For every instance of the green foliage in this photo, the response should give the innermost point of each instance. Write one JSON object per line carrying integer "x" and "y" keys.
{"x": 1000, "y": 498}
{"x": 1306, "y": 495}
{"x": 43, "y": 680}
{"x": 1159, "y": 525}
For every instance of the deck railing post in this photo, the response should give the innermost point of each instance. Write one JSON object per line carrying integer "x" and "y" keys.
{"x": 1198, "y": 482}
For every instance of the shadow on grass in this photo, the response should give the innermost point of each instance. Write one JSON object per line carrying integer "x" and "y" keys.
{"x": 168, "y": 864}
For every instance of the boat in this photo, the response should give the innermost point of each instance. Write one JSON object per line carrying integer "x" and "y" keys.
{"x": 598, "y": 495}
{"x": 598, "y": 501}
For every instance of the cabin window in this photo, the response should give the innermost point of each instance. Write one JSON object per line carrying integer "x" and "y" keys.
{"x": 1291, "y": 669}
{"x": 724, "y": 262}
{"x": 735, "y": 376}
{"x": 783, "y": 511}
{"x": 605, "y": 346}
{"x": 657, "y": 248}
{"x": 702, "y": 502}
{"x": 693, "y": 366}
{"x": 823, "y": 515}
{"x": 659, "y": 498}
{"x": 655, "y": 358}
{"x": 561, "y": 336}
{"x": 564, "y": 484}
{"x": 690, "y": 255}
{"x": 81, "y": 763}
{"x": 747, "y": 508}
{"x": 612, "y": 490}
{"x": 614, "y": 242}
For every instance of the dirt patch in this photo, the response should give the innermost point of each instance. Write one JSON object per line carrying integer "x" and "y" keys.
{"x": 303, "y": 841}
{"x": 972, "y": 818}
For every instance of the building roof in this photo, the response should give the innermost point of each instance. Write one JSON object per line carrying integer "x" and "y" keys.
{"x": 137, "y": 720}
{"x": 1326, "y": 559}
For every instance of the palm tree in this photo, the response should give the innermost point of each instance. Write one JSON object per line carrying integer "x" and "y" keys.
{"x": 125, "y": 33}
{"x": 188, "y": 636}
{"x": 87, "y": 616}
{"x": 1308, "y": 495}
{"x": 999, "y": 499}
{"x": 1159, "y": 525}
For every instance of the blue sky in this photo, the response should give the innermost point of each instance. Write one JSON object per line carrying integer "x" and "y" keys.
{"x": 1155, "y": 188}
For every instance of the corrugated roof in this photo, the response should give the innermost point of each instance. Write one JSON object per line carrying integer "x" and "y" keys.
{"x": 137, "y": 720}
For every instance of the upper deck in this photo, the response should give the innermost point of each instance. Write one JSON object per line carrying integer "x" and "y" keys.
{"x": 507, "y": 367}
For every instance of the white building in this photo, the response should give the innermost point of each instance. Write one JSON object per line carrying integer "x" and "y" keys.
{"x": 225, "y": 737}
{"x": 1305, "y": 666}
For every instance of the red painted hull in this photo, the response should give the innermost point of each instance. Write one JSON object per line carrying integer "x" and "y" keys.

========

OBJECTIVE - Give an exact copy of all the data shown above.

IN RESPONSE -
For every instance of the green foliage in this photo, the response should give the innermost point of each instance. Write one JSON object per line carrying integer "x" and "y" keys.
{"x": 1000, "y": 498}
{"x": 1306, "y": 495}
{"x": 43, "y": 680}
{"x": 1159, "y": 525}
For every instance of the deck railing post in this photo, the response should give the innermost point of each instance. Write one JSON object per line carrying integer "x" and "y" keys.
{"x": 1198, "y": 482}
For every instance of the shadow on grass in this photo, the response should give the innermost point of each instance. Write one JSON object per line carrying integer "x" and "y" keys.
{"x": 168, "y": 864}
For every instance of the boat in this photo, the response should give the innermost point of each instance. Write one JSON object per line carrying integer "x" and "y" keys.
{"x": 598, "y": 495}
{"x": 598, "y": 501}
For every instance of the cabin window in this photo, the response should give the innermost point of each instance. Write one JSON object per line carrying integer "x" and "y" keys.
{"x": 1291, "y": 669}
{"x": 724, "y": 262}
{"x": 735, "y": 376}
{"x": 783, "y": 511}
{"x": 605, "y": 346}
{"x": 657, "y": 248}
{"x": 702, "y": 502}
{"x": 693, "y": 366}
{"x": 823, "y": 515}
{"x": 659, "y": 498}
{"x": 655, "y": 358}
{"x": 561, "y": 336}
{"x": 564, "y": 484}
{"x": 690, "y": 255}
{"x": 81, "y": 763}
{"x": 747, "y": 508}
{"x": 612, "y": 490}
{"x": 614, "y": 242}
For every instance of the dirt patch in this photo, the response should give the innermost point of each instance. Write one JSON object per line carrying integer "x" and "y" keys.
{"x": 303, "y": 841}
{"x": 972, "y": 818}
For every instance of the building roof in this photo, the response should give the innermost point of each instance. Write one JSON object per line carrying integer "x" and "y" keys.
{"x": 137, "y": 720}
{"x": 1326, "y": 559}
For every instance of the palm tree in this photo, the response should give the innermost point of each instance. Write one JSON object per line carrying integer "x" and "y" keys.
{"x": 125, "y": 33}
{"x": 188, "y": 636}
{"x": 87, "y": 616}
{"x": 1308, "y": 495}
{"x": 999, "y": 499}
{"x": 1159, "y": 525}
For every instance of the blue sky in this photo, the response should give the innermost point of each instance. Write one JSON object per line carrying integer "x" and "y" keys.
{"x": 1155, "y": 188}
For every instance of the corrugated roof in this photo, the response should give the innermost point of each instance. Write one JSON object per line carrying integer "x" and "y" keys.
{"x": 137, "y": 720}
For every instance of the upper deck in this photo, the response should give the innermost point of each instance. Write one JSON object per line carrying integer "x" and "y" keys.
{"x": 507, "y": 367}
For every instance of the white building in this photo, the response should give the innermost point of each instance. Write one JSON object per line carrying integer "x" and "y" keys.
{"x": 225, "y": 737}
{"x": 1305, "y": 666}
For every instance of the red painted hull in this photo, the response should give the innermost point of each instance. Write one JSON object per line carrying integer "x" and "y" keys.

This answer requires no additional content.